◆ MATERIAL FOR THIS TASK ◆
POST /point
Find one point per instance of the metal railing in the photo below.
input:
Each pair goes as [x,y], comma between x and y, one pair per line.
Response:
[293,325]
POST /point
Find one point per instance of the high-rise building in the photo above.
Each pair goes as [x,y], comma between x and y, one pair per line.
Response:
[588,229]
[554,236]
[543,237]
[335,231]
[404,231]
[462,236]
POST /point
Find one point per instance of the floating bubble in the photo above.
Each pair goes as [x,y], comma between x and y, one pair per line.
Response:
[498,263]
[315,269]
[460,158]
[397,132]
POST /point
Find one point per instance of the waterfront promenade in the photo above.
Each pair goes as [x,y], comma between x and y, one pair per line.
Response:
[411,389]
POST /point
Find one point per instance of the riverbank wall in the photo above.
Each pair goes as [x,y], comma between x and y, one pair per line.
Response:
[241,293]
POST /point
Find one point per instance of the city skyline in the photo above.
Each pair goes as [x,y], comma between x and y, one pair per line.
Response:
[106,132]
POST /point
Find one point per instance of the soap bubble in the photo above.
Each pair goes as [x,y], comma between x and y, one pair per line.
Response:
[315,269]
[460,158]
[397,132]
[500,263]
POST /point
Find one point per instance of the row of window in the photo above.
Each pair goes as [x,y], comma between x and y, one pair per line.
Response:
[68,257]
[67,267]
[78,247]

◆ TASK STATEMENT ◆
All of the entries should be written out again exactly.

◆ RESPONSE ◆
POST /point
Find one point per instance of the metal railing in the photo below.
input:
Each pair goes as [x,y], comma between x and y, one pair per line.
Response:
[293,325]
POST /point
Find one point per instance of the high-rise building in the photo above.
Each pair goes as [x,y], comma between x and y, one pair per line.
Response:
[588,229]
[554,236]
[543,237]
[335,231]
[404,231]
[462,236]
POST /point
Find one point per instance of the floating bubble in the photo above.
Each pair goes as [x,y], comma between x and y, one pair per line.
Response:
[498,263]
[315,269]
[460,158]
[397,132]
POST /point
Find one point per instance of the waterfront promenade in the photo above.
Each pair goes as [x,y], comma between x and y, one pair per line.
Response:
[411,389]
POST /point
Find one point per instance of the riverbank wall in the photo above.
Each pair goes as [x,y], comma between x and y, one pair per line.
Response:
[241,293]
POST /point
Find one point per instance of the city skyline in the photo above.
Each pair goes as [x,y], comma between x and y, one pair per line.
Response:
[106,132]
POST /point
Find one point per instance of the soap bubble in the photo above.
Each pair goes as [x,y], comma between x and y, one pair per line.
Response:
[315,269]
[460,158]
[397,132]
[500,263]
POST /point
Find one point per instance of the row of window in the photo above.
Each pair goes as [x,y], comma between x and y, one pair per line.
Response:
[68,257]
[67,267]
[78,247]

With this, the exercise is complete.